■ Task goal ■
In the records below, render everything from the line containing "of the black" down through the line containing "column 527, row 230" as a JSON list of strings, one string per line, skipping blank lines. Include nothing outside that span.

■ Listing ■

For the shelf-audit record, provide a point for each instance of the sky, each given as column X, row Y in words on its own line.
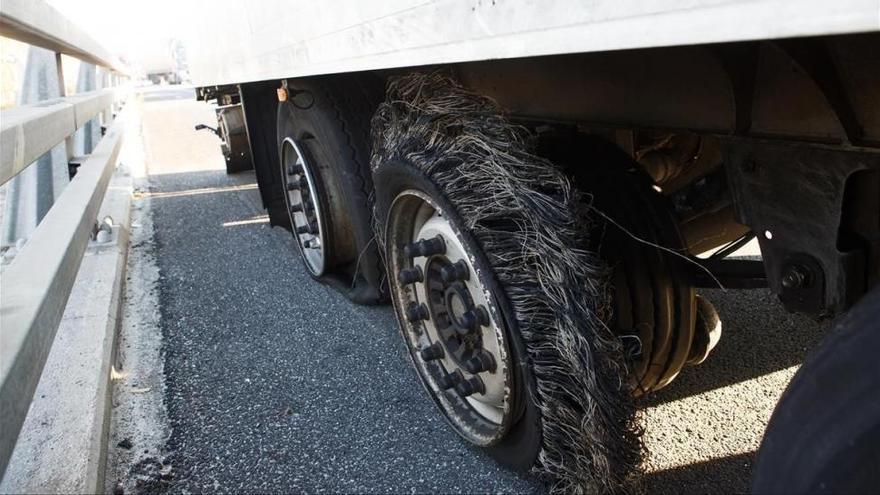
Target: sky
column 131, row 28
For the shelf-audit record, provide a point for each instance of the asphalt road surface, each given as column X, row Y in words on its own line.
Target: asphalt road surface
column 273, row 382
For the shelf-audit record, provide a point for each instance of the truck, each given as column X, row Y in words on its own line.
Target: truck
column 542, row 189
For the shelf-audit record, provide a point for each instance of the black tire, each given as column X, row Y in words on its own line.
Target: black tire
column 521, row 444
column 824, row 435
column 654, row 299
column 330, row 118
column 527, row 230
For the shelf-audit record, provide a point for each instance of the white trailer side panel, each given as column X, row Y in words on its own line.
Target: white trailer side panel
column 268, row 39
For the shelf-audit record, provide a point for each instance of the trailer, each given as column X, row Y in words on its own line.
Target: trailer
column 542, row 189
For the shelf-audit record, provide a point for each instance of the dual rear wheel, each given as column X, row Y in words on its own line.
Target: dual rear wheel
column 515, row 326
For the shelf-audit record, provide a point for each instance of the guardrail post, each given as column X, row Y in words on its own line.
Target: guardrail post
column 32, row 193
column 88, row 135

■ Worked answer ■
[
  "For the shelf-audit record, provide a point for each instance of the black tire, each given as column X, row Y in words on its own line.",
  "Target: black tire",
  "column 521, row 444",
  "column 824, row 435",
  "column 654, row 299",
  "column 330, row 118",
  "column 527, row 230"
]